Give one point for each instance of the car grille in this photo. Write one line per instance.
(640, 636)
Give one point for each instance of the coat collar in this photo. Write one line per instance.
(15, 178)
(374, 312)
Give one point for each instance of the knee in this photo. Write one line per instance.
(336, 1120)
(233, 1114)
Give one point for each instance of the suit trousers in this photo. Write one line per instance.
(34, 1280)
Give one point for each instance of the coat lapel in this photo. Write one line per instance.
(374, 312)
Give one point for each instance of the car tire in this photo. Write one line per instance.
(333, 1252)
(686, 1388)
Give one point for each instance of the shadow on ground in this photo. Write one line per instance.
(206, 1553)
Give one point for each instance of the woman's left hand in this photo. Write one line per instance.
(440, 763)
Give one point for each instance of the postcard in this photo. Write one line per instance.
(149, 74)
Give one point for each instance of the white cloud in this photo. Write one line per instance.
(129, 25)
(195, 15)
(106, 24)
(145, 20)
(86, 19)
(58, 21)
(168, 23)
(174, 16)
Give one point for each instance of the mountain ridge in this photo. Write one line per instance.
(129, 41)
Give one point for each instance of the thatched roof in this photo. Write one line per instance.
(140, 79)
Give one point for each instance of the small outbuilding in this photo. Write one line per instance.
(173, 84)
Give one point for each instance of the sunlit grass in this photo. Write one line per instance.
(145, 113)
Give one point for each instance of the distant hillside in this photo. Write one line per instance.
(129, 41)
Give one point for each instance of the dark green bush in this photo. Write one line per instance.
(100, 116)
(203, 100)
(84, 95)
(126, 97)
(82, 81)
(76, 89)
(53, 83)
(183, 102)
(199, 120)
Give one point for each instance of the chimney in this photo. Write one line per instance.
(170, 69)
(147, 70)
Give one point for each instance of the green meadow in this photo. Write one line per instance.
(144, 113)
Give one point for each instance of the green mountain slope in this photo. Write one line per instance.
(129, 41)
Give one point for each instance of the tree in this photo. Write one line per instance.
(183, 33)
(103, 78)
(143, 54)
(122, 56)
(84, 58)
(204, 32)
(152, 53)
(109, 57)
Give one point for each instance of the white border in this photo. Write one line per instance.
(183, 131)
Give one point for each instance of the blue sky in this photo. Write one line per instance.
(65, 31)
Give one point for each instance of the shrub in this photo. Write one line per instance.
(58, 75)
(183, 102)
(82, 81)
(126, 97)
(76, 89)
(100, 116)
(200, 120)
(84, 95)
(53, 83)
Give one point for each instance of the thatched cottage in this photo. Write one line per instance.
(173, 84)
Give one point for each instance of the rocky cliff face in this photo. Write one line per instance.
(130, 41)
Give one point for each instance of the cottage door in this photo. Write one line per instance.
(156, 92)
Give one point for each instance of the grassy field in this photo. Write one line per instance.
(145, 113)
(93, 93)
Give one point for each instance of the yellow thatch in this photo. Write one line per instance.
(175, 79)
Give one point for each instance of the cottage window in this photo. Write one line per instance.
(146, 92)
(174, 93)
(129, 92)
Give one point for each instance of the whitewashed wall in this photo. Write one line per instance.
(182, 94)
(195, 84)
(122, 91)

.....

## [Work request]
Every entry is to be returned exactly, with nothing dropped.

## [Written answer]
Give one point for each instance of the car grille in this photo. Write one line per instance.
(640, 636)
Give one point for each instance of the coat collar in this photo. Write one line per instance.
(15, 178)
(374, 312)
Give one point for each instance of the knee in this photo. Write one line per instance.
(336, 1120)
(233, 1114)
Give one point for each instance of the suit trousers in this photo. Write one line per instance.
(34, 1280)
Give one point for each instance of the coat lapel in this photo. Write one line per instance.
(374, 312)
Give one point for each instance of the car tire in this photo. Write one line per instance.
(333, 1252)
(686, 1388)
Give one point for each instance of the shadow on ground in this photo. Write one line per instance.
(206, 1553)
Give one point for each instance of the woman's left hand in this photo. Write one line per instance.
(440, 763)
Give one point for each instance of the postcard in this photo. Write one line per instance.
(149, 74)
Give one point for each instance of the white cloud in this photo. Write one line per instance.
(129, 25)
(195, 15)
(106, 24)
(145, 20)
(86, 19)
(58, 21)
(168, 23)
(174, 16)
Give one point for each instance of the mountain ridge in this photo. Write one line per instance.
(129, 41)
Give one point for each instance of the thatched roof in this photo. Write one line per instance.
(140, 79)
Give one point for each instance of the small outbuilding in this photo. Write one line per instance.
(173, 84)
Give one point for each instance of the sunlit grass in this photo. Write one line per instance.
(145, 113)
Give one point for each instance of the distant hillside in this photo. Write one line per instance.
(129, 41)
Give one point for each instance of the dark green bush in this photo. Write one line per instance.
(100, 116)
(203, 100)
(84, 95)
(126, 97)
(82, 81)
(76, 89)
(53, 83)
(183, 102)
(199, 120)
Give one point for each instance of the chimney in this photo. Write one line per instance.
(170, 69)
(147, 70)
Give one point for each instance of the green meadow in this photo. Write one line per instance.
(144, 113)
Give one point for each instance of the green mountain slope in this photo. Write one line per instance.
(129, 41)
Give one point for each instance of the tree in this photo. Write one line per instance.
(183, 33)
(103, 78)
(143, 54)
(122, 56)
(84, 58)
(204, 32)
(152, 53)
(109, 57)
Give one point for each instance of the white border in this photo. Write one line per instance.
(183, 131)
Give one point for each instance of the blue sky in this photo. Write one line per instance.
(65, 31)
Give one point for each instance of the shrub in this photo. Write one line per instance.
(58, 75)
(183, 102)
(82, 81)
(126, 97)
(76, 89)
(100, 116)
(200, 120)
(84, 95)
(53, 83)
Give one point for each instance of the thatched cottage in this photo. Write one line per instance.
(173, 84)
Give one point for each instance of the rocky cliff face in this photo. Write one line per instance.
(130, 41)
Give one point for each instance of the cottage door in this photo. Write one line per instance.
(156, 92)
Give one point for each instance of the grassy field in this photo. Write one line per instance.
(145, 113)
(93, 93)
Give one point for each instance of the yellow thatch in this photo. Write one line per instance.
(175, 79)
Give one point for each instance of the cottage window in this photo. Write one line per instance.
(146, 92)
(174, 93)
(129, 92)
Give one point for each instance of the whitewashed wall in this photo. Write one line per instance.
(182, 94)
(195, 84)
(122, 91)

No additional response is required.